--- start of WORKING DATA ---

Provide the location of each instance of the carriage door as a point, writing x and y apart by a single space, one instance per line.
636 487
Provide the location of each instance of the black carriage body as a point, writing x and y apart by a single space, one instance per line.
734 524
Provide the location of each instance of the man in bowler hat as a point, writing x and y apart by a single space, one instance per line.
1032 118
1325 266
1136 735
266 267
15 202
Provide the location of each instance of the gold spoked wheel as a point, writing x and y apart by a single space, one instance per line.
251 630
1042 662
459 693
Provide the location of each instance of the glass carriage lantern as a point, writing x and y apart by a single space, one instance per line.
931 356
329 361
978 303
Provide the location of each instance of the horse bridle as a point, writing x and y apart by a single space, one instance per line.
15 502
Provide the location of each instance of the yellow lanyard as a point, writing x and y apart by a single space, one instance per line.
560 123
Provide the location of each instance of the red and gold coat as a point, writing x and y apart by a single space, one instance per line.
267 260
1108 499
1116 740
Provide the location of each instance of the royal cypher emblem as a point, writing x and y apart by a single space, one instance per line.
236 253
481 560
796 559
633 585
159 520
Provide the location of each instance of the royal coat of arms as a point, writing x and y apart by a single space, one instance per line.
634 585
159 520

--- end of WORKING DATA ---

EXERCISE » Reproduce the records above verbatim, starting at the line with "Provide the location of each instance of the glass" and continuing through the end of the records.

OUTPUT OF THE EXERCISE »
Provide the location of each instance of the glass carriage lantern as a point, writing x and y apart by a single space, one instance per line.
931 356
329 361
978 303
Provide the location of each instance of the horse bridle as a point, writing x and y apart by a single space, one instance per line.
15 502
Provide the location of each instance of the yellow lanyard as a point, writing x and y apart by a single space, one instance per line.
560 123
Provide the location of each instance of the red and gold coat as a point, writing x and y apart by a single space, one instance per line.
267 260
1108 499
1116 740
Provide the location of each instance of the royal cypher emblem as a point, writing x and y apart by a single space, one instance per line.
236 253
481 560
796 559
633 585
159 520
Provide the location of each instance of the royal coat of arms as a point, writing x and y apart by a single space, one instance per line.
634 585
159 520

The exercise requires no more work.